_Selected passage_.
## begin

Overall we are looking at a guy with 64 career major league innings, with a 4.22 ERA, 3.82 FIP, and 3.98 xFIP. His ERA was unnaturally high last year and unnaturally low this year but the two trends converge with overall numbers in line with the base components. His career ERA+ of 90 is exactly what you'd expect despite the surface divergence between this year and last.
If you look at his minor league track record, DeSclafani has been a decent performer in the high minors, posting a 3.61 ERA in 177 combined innings between Double-A and Triple-A over parts of three seasons in the Blue Jays and Marlins systems with a 159/45 K/BB, 167 hits, 3.33 FIP. Translate all that into a rough major league equivalent and you come up with something very close to what he's actually done in his 64 Show innings.
(You could drill further into the batted ball data but we've already thrown enough numbers around and there are a lot of people better at that than I am. Readers with expertise in batted ball data are welcome to take a shot at analysis in the comments section).
Based on the stuff/talent that scouts see, DeSclafani generally projects as a number four starter with four and two-seam fastballs in the low 90s, a slider which has shown some improvement over the last couple of years, a decently adequate change-up, and a slow curve that he could probably use a bit more often. The stuff isn't blistering but it is solid enough when he locates it well and he can roll through a lineup on days his command is on: examples include his first three starts this year when he gave up just two runs in 21 innings with a 16/4 K/BB. On days his command is off that changes as you'd expect: he gave up five walks and four runs in five innings in his last start on May 1st.
The bottom line: we need to look past DeSclafani's pretty ERA this spring and his ugly one last summer. Scouting reports say he's a number four type who can be effective when his command is sharp but who doesn't have a huge margin for error.
Properly understood, that's what the numbers say too.

## end

_Supplied entries_.
## begin

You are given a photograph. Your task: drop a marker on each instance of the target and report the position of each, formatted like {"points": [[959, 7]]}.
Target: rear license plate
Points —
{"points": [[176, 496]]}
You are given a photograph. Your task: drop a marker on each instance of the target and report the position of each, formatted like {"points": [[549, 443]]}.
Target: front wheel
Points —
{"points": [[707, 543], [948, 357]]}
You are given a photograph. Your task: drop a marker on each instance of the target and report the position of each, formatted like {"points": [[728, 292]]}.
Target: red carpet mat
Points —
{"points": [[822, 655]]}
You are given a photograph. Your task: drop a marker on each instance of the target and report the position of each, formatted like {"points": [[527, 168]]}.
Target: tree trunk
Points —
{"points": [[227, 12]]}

## end

_Aim A_. According to the DeSclafani analysis, what was his ERA across his combined Double-A and Triple-A innings?
_Aim B_. Write out the DeSclafani analysis from "(You could drill" up to and including "the comments section).".
_Aim C_. Translate this sentence from the DeSclafani analysis into Spanish: "Scouting reports say he's a number four type who can be effective when his command is sharp but who doesn't have a huge margin for error."

_Task solution A_. 3.61 ERA in 177 combined innings

_Task solution B_.
(You could drill further into the batted ball data but we've already thrown enough numbers around and there are a lot of people better at that than I am. Readers with expertise in batted ball data are welcome to take a shot at analysis in the comments section).

_Task solution C_. Los informes de los scouts dicen que es un lanzador tipo número cuatro que puede ser eficaz cuando su control es preciso, pero que no tiene un gran margen de error.